SUPPLIED PASSAGE –
○ ○ ○ ○ ○

Like most children, I was brought up not to lie, which has left me caught out on occasions when challenged about something and I give the game away by telling the truth and suffer the consequences.
I hasten to add that my lies are usually white and mostly exaggeration. This poses the question, is it wrong to embroider the truth?
A recent study of 194 people in America discovered that 62.7 per cent of those who believed they were “good liars” were men compared to 27.3 per cent female.
We’ve terrible examples in public life at the moment – Boris Johnston swayed millions into backing him over Brexit and now there's his dithering about Covid-19. Trump is worse again.
Yet they get away with it – at least for the moment. Getting their comeuppance in heaven isn’t enough for me – I want them shamed now.
Although lying is basically wrong it’s also risky because somewhere along the line the truth will out so, rather than punishing children when they tell fibs, I think it’s best to talk to them about cheating when they are young. I also think grandparents have a part to play; they have time and wisdom and probably examples in their own lives of how important honesty is and how they expect it from their children and their grandchildren.
I remember stealing my cousin's beautiful large coloured papier mâché egg. I loved it more than she did, or so I thought, so I took it and hid it in my bedroom. When the disappearance was uncovered lots of questions were asked. Had I seen it?
Wide eyed, I professed “NO.” I was roped into searching for it. “I can’t find it,” I reported.

○ ○ ○ ○ ○

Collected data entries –
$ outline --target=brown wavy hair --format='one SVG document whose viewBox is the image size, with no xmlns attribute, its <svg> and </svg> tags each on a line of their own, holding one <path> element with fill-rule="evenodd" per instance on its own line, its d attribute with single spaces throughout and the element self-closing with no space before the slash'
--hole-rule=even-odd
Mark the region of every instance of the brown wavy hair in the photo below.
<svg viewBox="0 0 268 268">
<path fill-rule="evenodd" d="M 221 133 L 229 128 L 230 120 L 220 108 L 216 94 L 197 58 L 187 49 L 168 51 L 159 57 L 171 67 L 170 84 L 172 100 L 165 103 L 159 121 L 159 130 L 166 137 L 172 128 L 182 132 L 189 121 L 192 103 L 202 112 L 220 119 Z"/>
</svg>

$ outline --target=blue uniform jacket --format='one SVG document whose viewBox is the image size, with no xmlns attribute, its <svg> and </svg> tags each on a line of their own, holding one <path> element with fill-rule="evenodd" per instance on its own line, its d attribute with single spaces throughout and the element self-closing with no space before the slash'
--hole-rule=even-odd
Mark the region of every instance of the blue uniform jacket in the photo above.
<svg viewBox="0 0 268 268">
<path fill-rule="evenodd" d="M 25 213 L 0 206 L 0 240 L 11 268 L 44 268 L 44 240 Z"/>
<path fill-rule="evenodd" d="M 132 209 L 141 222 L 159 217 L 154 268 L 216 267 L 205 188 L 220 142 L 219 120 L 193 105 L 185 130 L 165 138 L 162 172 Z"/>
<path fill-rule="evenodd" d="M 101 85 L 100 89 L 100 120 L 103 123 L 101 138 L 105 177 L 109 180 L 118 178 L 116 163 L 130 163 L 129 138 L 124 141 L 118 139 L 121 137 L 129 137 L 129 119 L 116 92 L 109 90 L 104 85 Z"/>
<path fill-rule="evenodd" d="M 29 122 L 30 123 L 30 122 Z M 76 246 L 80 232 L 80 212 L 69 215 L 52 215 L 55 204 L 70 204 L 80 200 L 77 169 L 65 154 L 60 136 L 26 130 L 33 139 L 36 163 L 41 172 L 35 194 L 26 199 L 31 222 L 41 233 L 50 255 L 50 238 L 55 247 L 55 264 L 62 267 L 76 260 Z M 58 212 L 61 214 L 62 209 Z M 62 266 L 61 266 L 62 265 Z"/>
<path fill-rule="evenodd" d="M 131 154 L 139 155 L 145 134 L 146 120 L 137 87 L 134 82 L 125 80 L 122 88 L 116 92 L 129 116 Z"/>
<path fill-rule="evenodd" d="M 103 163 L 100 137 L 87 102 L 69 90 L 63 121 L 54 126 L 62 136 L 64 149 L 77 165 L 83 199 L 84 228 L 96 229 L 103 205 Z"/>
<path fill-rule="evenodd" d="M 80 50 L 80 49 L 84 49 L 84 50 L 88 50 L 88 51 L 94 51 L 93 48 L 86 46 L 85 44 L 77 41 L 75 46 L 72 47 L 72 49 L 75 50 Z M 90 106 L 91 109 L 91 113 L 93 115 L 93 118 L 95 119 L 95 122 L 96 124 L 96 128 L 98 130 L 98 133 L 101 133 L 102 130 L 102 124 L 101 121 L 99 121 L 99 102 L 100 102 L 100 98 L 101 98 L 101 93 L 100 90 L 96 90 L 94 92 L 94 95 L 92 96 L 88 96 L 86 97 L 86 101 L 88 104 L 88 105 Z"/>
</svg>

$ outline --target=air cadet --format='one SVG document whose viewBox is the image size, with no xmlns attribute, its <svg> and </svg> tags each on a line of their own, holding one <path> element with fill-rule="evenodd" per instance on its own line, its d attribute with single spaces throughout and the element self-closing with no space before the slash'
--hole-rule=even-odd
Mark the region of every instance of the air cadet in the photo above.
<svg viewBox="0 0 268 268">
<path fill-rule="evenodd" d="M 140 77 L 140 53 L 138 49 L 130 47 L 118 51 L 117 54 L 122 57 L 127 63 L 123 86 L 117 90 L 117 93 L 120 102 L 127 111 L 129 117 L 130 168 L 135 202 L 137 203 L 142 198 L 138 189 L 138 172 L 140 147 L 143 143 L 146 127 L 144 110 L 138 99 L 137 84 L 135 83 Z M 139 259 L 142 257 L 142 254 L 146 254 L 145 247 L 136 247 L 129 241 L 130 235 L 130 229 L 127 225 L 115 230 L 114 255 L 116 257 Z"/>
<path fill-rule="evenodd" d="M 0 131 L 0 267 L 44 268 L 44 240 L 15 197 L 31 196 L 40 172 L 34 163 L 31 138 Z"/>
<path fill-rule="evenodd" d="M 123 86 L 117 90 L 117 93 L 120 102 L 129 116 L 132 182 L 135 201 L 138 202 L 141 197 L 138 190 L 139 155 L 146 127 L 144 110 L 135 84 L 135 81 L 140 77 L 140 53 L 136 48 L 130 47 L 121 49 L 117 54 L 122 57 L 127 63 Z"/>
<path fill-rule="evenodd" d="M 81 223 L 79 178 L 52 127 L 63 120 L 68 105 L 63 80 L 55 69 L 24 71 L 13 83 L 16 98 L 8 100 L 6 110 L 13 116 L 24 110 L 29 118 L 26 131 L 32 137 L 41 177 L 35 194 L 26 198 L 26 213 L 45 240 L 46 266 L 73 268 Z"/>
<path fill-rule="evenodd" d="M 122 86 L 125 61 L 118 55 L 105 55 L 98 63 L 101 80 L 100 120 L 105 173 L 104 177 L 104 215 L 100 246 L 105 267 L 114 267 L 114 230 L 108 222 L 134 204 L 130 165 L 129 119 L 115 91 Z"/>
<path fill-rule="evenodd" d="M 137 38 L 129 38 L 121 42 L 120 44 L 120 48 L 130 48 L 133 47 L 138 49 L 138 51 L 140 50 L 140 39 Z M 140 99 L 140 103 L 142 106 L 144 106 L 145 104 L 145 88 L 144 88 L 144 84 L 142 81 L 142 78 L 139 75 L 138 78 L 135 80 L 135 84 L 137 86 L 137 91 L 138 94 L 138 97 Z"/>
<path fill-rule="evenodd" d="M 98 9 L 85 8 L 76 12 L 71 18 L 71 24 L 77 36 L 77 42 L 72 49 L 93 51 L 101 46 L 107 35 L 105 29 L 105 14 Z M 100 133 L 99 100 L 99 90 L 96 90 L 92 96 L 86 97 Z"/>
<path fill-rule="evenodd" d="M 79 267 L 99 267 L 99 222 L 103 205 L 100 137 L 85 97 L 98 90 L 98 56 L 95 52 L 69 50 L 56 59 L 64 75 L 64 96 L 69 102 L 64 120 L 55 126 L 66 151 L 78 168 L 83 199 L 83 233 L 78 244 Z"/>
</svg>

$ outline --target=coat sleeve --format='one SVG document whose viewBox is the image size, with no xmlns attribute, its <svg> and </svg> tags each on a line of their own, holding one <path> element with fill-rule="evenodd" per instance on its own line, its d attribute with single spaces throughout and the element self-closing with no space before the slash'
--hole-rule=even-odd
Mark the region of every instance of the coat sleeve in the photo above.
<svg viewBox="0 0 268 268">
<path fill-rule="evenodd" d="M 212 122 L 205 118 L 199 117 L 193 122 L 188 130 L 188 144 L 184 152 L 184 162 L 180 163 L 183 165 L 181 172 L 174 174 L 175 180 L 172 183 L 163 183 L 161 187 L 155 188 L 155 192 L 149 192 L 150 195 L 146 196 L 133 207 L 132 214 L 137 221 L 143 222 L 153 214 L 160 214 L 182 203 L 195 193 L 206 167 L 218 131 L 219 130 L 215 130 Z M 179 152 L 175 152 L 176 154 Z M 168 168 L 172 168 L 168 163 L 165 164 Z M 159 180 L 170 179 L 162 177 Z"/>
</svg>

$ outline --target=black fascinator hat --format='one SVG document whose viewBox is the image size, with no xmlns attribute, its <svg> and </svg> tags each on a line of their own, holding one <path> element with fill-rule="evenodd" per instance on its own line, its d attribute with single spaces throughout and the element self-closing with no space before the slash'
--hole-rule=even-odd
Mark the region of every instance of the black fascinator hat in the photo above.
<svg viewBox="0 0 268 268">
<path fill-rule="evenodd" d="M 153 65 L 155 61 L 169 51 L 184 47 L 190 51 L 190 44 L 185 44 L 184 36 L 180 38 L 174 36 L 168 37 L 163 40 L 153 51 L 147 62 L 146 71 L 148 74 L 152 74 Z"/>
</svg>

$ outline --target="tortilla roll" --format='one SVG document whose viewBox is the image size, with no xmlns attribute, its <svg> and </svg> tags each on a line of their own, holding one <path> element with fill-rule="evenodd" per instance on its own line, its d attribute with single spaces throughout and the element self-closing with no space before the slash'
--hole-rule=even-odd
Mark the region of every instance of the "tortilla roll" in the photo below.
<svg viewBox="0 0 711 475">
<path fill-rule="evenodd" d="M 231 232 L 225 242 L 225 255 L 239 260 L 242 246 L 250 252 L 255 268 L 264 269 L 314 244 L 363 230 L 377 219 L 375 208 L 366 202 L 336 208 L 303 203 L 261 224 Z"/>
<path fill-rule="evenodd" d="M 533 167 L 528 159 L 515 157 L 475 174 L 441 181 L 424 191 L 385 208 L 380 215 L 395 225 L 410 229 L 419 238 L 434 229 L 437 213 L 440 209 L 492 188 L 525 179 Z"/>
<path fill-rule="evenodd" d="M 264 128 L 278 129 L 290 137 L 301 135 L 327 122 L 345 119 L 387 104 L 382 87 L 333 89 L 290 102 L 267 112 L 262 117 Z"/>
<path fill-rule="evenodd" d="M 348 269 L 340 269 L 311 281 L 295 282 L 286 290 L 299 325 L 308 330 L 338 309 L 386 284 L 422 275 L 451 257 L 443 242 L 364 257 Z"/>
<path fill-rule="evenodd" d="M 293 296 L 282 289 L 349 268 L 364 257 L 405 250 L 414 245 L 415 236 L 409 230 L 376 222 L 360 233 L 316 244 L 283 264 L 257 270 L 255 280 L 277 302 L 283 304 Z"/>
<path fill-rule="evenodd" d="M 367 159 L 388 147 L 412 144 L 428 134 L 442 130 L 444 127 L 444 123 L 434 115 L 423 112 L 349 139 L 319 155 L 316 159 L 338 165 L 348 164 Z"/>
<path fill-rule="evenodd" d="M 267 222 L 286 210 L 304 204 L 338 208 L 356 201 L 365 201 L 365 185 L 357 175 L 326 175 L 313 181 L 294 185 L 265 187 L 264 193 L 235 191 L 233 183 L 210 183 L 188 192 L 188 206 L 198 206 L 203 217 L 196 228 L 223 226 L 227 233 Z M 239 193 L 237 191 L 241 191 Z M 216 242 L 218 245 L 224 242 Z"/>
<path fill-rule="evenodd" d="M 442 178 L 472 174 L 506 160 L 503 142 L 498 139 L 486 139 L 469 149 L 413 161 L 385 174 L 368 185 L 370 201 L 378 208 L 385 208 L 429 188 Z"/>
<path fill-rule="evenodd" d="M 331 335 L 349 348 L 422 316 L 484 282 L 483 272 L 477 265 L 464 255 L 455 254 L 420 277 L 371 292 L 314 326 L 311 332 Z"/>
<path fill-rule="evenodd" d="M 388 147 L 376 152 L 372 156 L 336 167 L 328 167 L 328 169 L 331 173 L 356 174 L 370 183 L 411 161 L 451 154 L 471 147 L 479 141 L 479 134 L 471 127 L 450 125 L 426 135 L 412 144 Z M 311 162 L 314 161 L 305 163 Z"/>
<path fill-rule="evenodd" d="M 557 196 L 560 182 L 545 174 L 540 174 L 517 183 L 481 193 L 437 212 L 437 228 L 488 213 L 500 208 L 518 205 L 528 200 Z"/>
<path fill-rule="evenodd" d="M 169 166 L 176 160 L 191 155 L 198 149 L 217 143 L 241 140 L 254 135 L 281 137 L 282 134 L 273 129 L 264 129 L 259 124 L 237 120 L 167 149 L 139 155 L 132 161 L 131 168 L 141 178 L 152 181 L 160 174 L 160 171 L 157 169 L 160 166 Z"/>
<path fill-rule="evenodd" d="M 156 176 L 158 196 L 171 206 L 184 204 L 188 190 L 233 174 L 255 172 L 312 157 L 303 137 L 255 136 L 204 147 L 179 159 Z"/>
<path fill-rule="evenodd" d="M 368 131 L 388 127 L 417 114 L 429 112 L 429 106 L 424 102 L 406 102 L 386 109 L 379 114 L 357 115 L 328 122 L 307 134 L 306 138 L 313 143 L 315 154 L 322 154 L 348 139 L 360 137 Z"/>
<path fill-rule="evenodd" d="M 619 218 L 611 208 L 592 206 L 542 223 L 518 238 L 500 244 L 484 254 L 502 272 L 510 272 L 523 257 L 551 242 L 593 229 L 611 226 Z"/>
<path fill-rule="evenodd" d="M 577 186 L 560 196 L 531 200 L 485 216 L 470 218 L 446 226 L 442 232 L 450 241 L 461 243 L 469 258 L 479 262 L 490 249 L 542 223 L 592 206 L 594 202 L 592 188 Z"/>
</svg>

○ ○ ○ ○ ○

TASK TO COMPLETE – Update the passage on lying between "I remember stealing" and "Had I seen it?", inclusive, and replace "egg" with "bowl".

WRITTEN REPLY –
I remember stealing my cousin's beautiful large coloured papier mâché bowl. I loved it more than she did, or so I thought, so I took it and hid it in my bedroom. When the disappearance was uncovered lots of questions were asked. Had I seen it?